- **Exercise task**
List each line in the listing below that contains the string "chandelier", matching case exactly.
** Start **
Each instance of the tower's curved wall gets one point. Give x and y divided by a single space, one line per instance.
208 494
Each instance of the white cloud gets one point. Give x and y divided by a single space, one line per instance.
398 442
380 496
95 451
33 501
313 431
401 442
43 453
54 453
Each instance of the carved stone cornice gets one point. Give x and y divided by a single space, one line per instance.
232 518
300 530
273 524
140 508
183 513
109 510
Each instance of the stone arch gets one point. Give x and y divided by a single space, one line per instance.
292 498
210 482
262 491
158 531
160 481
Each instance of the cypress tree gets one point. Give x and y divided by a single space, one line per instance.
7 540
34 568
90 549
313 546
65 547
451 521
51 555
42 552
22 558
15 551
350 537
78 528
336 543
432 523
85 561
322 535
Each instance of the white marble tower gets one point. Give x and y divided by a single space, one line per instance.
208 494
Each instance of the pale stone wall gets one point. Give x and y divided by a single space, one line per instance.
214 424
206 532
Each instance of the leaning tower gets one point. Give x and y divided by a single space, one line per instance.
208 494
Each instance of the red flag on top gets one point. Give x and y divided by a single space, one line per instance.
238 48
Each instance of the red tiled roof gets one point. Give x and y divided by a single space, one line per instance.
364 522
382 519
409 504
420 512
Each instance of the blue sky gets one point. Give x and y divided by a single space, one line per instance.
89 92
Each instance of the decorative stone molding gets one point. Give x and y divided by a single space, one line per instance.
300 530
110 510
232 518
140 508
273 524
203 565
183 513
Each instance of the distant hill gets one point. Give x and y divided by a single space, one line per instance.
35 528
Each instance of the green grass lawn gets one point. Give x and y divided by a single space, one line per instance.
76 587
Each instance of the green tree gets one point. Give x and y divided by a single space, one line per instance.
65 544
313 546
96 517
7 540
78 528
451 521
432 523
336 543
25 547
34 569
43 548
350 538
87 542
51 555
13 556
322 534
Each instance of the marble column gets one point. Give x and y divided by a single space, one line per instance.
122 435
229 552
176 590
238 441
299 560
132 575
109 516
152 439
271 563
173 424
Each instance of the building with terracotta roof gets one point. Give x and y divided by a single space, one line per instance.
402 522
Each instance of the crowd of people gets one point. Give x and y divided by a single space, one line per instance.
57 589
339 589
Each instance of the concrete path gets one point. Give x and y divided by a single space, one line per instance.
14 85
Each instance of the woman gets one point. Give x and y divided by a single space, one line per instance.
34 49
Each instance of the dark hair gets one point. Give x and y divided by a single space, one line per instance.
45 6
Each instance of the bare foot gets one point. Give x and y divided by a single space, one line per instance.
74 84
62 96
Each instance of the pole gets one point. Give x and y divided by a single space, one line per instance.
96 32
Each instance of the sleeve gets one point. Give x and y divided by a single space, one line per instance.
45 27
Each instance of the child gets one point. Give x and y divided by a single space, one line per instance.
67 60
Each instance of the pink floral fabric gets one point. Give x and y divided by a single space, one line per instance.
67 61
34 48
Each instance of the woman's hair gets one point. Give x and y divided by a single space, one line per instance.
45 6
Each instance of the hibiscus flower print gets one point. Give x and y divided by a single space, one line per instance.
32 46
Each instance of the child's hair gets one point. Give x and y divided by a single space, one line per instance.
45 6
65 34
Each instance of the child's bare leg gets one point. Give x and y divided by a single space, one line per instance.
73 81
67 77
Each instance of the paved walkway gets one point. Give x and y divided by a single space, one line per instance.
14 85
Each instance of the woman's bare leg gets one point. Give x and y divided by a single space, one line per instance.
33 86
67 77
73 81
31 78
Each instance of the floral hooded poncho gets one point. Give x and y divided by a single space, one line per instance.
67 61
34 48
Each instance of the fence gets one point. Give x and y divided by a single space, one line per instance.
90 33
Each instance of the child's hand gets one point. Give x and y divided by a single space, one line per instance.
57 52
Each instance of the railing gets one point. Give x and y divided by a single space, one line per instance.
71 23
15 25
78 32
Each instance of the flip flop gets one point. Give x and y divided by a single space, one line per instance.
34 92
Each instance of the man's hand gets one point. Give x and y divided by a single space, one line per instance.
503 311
** End **
** Start **
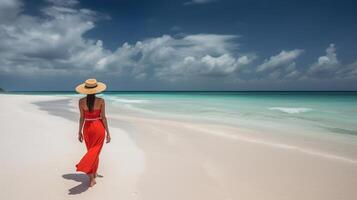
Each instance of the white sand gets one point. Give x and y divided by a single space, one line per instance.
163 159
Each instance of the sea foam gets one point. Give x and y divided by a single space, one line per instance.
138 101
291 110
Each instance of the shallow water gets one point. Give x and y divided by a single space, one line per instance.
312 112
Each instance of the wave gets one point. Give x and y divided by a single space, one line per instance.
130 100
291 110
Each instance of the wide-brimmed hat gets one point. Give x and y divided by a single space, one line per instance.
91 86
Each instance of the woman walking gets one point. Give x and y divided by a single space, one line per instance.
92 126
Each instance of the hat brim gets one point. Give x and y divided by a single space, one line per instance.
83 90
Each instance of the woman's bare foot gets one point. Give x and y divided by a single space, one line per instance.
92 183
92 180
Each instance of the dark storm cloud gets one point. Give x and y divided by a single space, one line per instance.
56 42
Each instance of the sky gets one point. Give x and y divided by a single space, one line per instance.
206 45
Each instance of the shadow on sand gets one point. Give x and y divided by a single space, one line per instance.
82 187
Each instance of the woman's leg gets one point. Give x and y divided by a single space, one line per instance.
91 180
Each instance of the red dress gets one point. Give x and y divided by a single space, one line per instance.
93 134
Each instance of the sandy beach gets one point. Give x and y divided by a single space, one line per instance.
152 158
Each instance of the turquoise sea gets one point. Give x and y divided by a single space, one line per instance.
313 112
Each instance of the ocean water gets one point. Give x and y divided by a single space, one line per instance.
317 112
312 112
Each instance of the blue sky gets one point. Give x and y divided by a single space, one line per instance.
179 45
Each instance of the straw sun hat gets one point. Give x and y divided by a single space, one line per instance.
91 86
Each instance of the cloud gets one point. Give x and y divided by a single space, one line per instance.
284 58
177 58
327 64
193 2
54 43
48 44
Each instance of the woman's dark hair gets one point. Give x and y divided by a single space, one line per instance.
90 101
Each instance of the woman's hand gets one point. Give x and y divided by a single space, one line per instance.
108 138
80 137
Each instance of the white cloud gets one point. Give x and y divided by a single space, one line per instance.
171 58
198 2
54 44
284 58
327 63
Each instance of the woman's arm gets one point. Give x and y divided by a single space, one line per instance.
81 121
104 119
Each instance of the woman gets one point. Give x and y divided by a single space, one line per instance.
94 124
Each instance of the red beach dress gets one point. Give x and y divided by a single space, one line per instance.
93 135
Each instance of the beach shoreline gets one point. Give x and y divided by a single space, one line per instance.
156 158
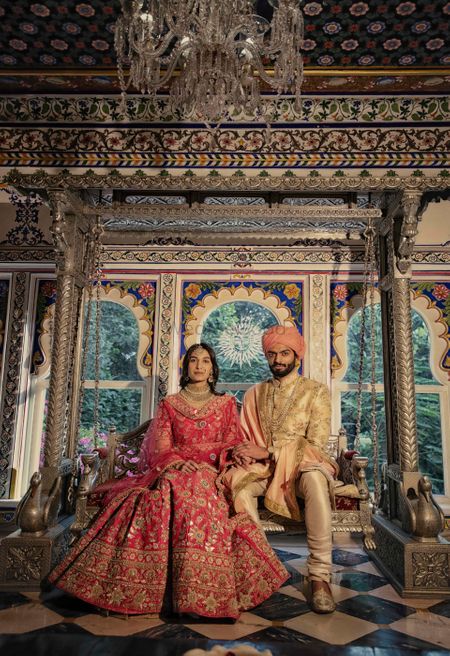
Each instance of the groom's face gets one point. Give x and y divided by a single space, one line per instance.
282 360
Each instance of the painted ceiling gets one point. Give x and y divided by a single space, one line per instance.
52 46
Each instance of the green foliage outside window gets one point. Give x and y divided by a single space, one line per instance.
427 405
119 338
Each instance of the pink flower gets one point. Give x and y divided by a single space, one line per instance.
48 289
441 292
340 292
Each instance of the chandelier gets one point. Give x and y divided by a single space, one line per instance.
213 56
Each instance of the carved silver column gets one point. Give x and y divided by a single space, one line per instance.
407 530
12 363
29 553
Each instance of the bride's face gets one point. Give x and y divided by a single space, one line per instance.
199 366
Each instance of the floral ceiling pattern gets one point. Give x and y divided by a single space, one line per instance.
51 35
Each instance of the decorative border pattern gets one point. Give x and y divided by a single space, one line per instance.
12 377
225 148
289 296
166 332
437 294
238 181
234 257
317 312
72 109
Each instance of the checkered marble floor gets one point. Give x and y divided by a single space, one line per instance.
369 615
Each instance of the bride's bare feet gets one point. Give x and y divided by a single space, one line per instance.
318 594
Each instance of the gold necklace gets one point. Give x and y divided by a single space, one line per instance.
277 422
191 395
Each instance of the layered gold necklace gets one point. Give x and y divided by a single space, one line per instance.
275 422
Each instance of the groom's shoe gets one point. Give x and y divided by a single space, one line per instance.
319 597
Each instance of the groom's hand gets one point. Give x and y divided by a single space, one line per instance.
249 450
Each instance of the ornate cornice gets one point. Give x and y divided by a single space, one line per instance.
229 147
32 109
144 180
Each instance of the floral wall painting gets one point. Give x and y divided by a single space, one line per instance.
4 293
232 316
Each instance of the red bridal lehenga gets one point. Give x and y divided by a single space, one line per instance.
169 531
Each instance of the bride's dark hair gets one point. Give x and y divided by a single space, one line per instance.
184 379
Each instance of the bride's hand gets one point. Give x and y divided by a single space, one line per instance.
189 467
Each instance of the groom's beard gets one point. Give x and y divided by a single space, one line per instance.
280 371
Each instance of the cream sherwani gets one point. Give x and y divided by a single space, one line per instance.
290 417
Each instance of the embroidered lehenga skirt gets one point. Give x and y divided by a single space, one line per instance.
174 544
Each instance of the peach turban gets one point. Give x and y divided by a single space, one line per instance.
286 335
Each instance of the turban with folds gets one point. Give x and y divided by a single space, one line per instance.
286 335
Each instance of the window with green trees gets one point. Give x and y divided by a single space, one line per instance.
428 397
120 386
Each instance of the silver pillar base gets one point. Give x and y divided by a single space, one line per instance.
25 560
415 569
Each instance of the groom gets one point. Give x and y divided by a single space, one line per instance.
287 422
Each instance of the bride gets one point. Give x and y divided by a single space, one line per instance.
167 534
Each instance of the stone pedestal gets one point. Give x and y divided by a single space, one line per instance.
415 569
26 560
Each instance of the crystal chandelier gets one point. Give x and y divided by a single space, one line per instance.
** End **
** Start **
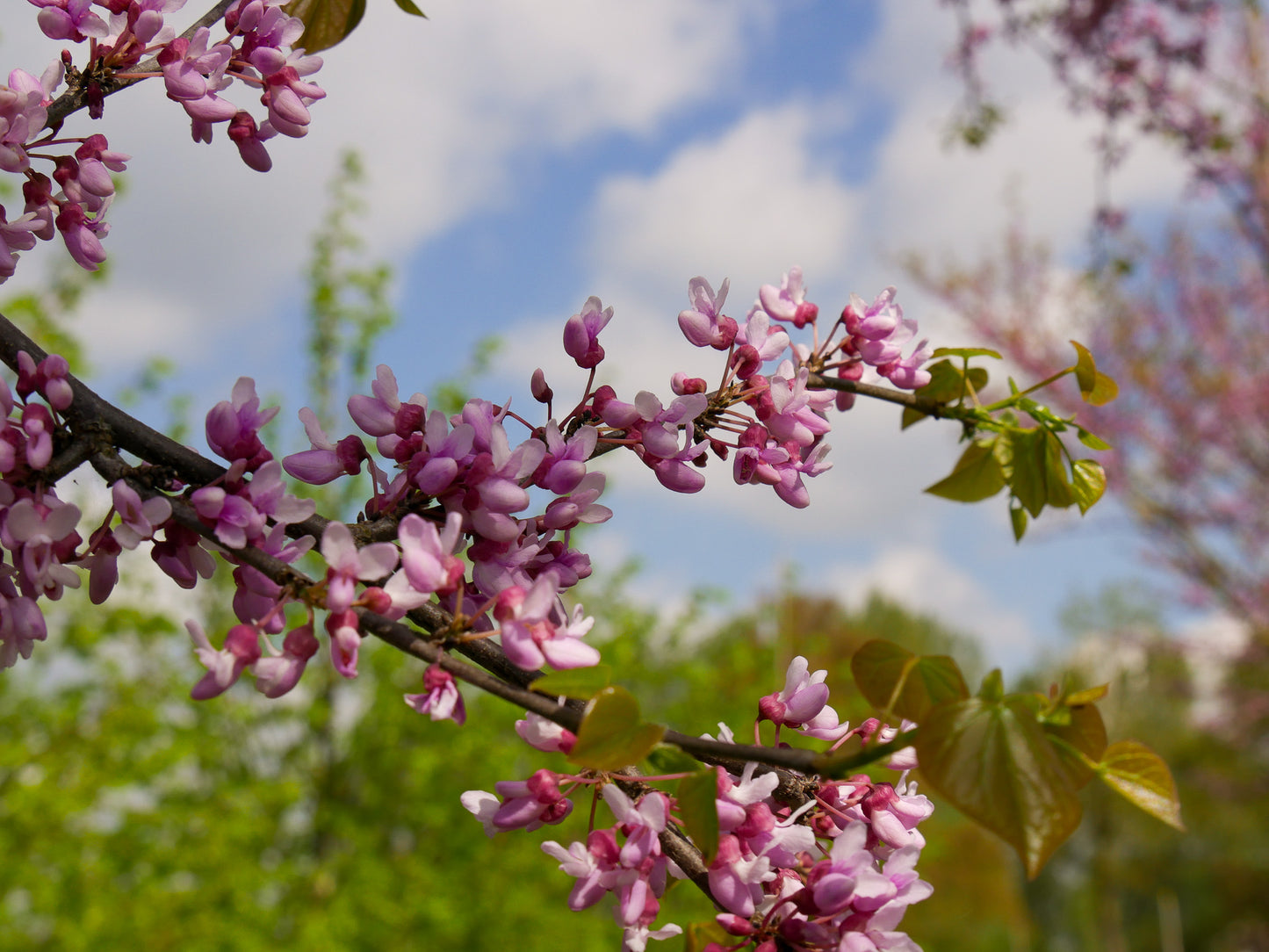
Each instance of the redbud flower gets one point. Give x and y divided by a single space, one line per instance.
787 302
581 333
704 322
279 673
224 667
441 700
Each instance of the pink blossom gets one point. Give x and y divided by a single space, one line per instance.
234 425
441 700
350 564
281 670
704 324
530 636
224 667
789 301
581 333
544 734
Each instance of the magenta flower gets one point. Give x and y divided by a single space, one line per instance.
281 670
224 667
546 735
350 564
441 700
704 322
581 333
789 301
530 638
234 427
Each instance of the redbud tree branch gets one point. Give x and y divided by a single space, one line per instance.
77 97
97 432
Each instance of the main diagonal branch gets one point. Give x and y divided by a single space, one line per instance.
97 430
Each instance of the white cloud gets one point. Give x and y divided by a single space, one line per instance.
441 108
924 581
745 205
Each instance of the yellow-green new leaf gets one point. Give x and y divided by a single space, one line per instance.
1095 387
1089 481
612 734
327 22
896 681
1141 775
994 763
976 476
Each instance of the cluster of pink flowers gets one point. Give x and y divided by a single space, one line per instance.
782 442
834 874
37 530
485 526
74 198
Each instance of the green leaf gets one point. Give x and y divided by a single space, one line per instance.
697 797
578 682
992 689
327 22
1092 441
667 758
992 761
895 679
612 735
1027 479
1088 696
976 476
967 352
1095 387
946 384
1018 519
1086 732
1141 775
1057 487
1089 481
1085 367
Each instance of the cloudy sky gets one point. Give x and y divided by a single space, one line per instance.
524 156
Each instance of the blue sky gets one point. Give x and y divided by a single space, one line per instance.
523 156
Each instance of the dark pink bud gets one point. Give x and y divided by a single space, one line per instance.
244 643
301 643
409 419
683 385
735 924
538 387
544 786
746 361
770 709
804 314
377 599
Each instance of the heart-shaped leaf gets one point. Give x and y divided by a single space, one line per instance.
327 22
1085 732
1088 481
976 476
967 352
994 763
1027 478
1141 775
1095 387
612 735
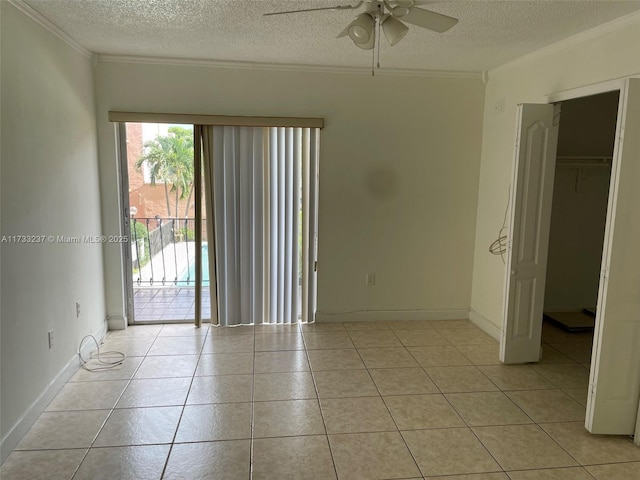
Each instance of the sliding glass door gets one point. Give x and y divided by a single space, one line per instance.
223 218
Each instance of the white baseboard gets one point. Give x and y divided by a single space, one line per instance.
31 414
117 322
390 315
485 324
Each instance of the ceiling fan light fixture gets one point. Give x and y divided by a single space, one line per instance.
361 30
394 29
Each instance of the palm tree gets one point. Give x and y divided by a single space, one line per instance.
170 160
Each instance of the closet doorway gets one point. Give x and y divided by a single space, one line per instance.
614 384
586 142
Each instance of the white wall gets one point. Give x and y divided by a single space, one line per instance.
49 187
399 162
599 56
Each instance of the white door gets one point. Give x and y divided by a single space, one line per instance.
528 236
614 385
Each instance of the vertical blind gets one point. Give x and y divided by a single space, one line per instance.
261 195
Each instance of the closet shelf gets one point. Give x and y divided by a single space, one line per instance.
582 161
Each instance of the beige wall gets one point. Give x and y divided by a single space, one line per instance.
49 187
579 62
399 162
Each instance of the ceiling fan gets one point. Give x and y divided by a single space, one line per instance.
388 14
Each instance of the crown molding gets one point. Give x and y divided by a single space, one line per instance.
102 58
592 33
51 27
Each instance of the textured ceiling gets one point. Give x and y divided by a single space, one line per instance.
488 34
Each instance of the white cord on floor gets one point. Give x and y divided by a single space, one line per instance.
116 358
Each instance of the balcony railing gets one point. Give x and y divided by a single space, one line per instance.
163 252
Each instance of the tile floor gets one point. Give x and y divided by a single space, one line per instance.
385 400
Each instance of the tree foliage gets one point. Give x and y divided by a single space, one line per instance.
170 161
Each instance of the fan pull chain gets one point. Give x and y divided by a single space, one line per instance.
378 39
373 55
** End **
- **Final result**
Each instance of the chandelier gets one point. Give x and y divided by a single space, one line per instance.
Each instance of the crystal chandelier gets one point. Give x and y divided by a single space, one line per instance.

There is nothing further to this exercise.